§ **Your goal**
Can you pick up the passage below on how climate change affects agriculture and continue it from its final sentence?

§ **Document segment**
Climate change also can affect livestock in a more direct way by that it “would be negatively affected by summer temperatures that cause stress to the animals. Heat stress in dairy cattle can have a long-term effect (weeks to months) on both milk production and birthing rates” (Wolfe. P. 5). This again is another negative outcome of the increasing temperatures we are experiencing. When our farming industries are not able to produce efficient amounts of food, our society and the people who contribute to it are the ones who it’s going to have an effect on.

Climate change and global warming is negatively affecting our agricultural industry through crops and livestock which ultimately affects our society in an economical way. The warm temperatures are inhibiting growth and reducing production which is causing the price of certain foods to increase. “Over 2 billion tons of grains are produced yearly for food and feed, providing roughly two-thirds of total direct and indirect protein intake… Resource management is key to achieve current production levels” (Tubiello p. 2).

This is demonstrating that we need our resources to be in peak production shape in order to provide for everyone in this world. “If the mid-latitude continental dryness materializes, the world’s “breadbasket” (such as the Canadian Prairies, Ukraine, and Kazakhstan in Asia) would suffer a 50% drop in grain productivity” (Human Perspective p. 143). As the climate starts to increase its temperature the major grain producers in the world are going to be hit extremely hard which will ultimately mean an increase in price of grain.

Global warming has already had a major affect on the agricultural industry and because of the high temperatures it has lead to economic problems within this industry and society. As the price of grain as well as other foods starts to increase, it is going to affect the people in our society in a negative way. “These production and price changes are likely to affect the number of people with insufficient resources to purchase adequate amounts of food” (Parry P. 2133).

People around the world are already starting and are going to start to go hungry as “the impacts are being felt most keenly in developing countries, according to the research, where damage to agricultural production from extreme weather linked to climate change is contributing to deaths from malnutrition, poverty and their associated diseases”(Harvey). Global warming is also going to have an economical affect on the farmers who produce these products for a living.

§ **Material supplied**
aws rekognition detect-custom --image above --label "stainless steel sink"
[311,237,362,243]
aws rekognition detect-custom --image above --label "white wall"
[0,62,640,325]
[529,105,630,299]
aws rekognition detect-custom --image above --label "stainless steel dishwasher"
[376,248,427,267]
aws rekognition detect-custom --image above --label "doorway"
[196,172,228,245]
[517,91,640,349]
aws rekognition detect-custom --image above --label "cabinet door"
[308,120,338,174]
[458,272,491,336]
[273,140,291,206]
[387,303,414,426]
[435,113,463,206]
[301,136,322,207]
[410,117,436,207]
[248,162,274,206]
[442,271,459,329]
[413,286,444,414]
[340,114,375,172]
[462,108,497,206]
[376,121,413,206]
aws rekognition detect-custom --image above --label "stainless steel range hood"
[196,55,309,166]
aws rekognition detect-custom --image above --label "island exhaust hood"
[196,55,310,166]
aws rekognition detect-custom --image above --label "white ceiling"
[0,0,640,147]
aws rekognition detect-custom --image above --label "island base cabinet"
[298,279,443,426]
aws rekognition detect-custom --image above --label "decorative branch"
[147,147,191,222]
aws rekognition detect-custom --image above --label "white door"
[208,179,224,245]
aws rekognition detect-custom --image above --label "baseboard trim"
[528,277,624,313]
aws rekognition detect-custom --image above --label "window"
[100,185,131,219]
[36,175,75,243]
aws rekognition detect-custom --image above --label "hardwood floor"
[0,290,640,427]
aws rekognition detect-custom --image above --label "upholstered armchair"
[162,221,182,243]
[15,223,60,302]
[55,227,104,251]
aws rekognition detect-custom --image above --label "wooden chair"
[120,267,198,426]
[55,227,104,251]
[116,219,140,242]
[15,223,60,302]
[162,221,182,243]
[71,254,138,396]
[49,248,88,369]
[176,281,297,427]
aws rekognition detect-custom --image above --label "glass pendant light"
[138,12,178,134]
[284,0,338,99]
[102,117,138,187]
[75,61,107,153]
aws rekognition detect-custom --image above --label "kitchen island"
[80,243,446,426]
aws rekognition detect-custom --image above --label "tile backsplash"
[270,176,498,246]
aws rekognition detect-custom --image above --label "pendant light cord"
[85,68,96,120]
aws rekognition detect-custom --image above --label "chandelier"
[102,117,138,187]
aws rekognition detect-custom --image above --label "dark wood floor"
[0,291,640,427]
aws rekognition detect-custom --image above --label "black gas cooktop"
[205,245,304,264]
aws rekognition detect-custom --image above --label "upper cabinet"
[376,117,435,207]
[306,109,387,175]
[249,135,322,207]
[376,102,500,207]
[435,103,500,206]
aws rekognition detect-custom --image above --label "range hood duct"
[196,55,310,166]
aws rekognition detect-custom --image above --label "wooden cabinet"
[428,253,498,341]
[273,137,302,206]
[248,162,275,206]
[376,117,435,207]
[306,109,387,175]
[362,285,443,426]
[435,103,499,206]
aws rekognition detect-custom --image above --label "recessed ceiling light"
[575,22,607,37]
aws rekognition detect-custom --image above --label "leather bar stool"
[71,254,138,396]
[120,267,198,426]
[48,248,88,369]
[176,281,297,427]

--

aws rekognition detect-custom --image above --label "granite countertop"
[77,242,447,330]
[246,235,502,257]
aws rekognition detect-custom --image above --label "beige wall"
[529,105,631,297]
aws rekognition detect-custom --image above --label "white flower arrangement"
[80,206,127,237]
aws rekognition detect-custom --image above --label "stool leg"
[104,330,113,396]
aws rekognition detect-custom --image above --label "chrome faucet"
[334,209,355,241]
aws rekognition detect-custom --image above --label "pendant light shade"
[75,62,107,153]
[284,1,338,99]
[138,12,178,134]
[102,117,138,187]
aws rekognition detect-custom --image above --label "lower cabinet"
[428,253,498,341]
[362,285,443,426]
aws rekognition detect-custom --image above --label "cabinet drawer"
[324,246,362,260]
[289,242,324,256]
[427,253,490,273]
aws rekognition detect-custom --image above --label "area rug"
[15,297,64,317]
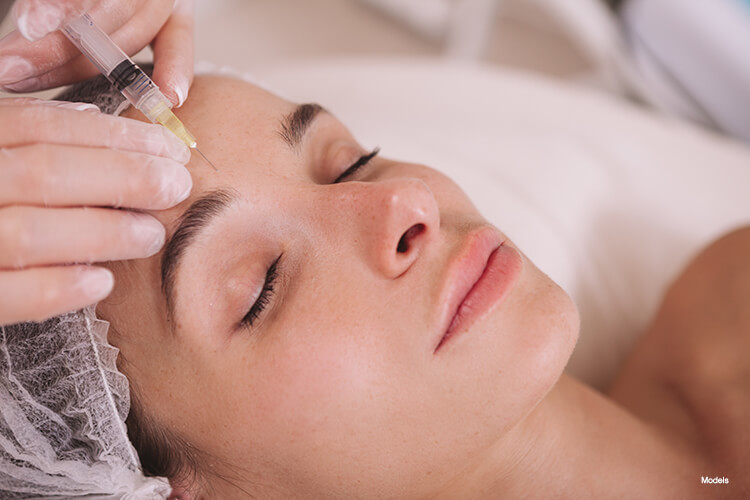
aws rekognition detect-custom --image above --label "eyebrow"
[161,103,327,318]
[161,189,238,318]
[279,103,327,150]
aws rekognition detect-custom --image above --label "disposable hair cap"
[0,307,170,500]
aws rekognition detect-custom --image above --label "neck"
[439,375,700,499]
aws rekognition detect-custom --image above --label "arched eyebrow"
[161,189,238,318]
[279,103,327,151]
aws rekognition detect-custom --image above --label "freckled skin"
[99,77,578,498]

§ **Response area**
They are going to have to invest in new machinery and new technology in order to keep up with the climate change and keep their growing cycles on track. “Farmers might need to irrigate previously rain-fed areas, cool vulnerable livestock, and manage new or more numerous pests” (Impacts of Global Warming). This again is going to put stress on the farmers economically because all this extra work is going to cost money and as the climate continues to increase this could be even more devastating to the families of these farmers as well as the rest of society.

Global warming and climate change is something that is affecting everyone in this world no matter what your profession is or what your lifestyle may be. The increasing temperatures are something that we feel but not everyone believes it is something that can harm us because we enjoy the long summers and the short winters. Global warming is a product of man-made emissions from cars and factories that is hurting our ecosystems especially our agricultural industry.

Our crops and livestock are being indirectly and directly affected by these increases in temperature which are ultimately causing problems within society in an economical way. Everyone is being affected by the increase in prices due to the shortage of food supply especially those who live in poor countries who cannot afford the increase. The farmers are spending more money on technology and more effort in their daily lives to keep their product healthy and growing. We need to understand that everyone is affected from global warming not just the people in the food industry but the people that buy and eat the food.